## What you need to do
According to the passage on the streaming dataset, why was the dataset chosen?

We chose this dataset because it measures actual audience behavior, rather than subjective ratings or editorial rankings, meaning it offers a more direct look at what content captures and sustains attention on a major global streaming platform. The dataset’s structure also has a distinction between moves and shows, multiple reporting windows, release dates, and global availability flags, which is well suited to the two questions we decided to investigate. First, do movies or shows released in winter/summer get more views than those released in spring/fall, and second, whether globally available content consistently outperforms regionally restricted titles and how that gap has changed across reporting periods.

Question 1: Do movies or shows released in winter/summer get more views than those released in spring/fall?

## Records shown

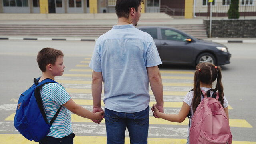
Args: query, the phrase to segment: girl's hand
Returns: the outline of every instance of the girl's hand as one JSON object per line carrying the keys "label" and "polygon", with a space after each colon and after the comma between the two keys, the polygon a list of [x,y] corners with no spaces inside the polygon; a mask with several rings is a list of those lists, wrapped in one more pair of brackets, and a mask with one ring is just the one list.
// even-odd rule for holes
{"label": "girl's hand", "polygon": [[156,114],[157,114],[160,112],[159,111],[159,110],[158,110],[157,106],[155,106],[155,104],[153,105],[153,108],[154,108],[154,112]]}
{"label": "girl's hand", "polygon": [[100,112],[95,112],[95,119],[93,120],[99,120],[99,122],[98,124],[99,124],[100,121],[102,120],[103,118],[104,118],[104,111],[101,111]]}

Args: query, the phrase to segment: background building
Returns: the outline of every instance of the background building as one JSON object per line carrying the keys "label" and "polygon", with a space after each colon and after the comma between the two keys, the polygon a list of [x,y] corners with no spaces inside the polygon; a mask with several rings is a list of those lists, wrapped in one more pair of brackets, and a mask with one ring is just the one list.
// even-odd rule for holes
{"label": "background building", "polygon": [[[208,16],[208,0],[144,0],[142,12],[171,16]],[[213,16],[226,16],[231,0],[214,0]],[[116,0],[0,0],[0,13],[115,13]],[[255,0],[240,0],[240,16],[256,16]]]}

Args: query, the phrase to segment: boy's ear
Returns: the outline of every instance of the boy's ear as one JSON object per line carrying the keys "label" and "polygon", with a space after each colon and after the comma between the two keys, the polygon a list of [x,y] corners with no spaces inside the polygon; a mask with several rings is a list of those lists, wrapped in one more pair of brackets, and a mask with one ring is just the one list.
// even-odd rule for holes
{"label": "boy's ear", "polygon": [[134,15],[135,14],[135,8],[133,7],[131,8],[130,12],[132,16]]}
{"label": "boy's ear", "polygon": [[52,70],[52,64],[47,64],[47,65],[46,66],[46,69],[50,71]]}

## Full output
It measures actual audience behavior rather than subjective ratings or editorial rankings.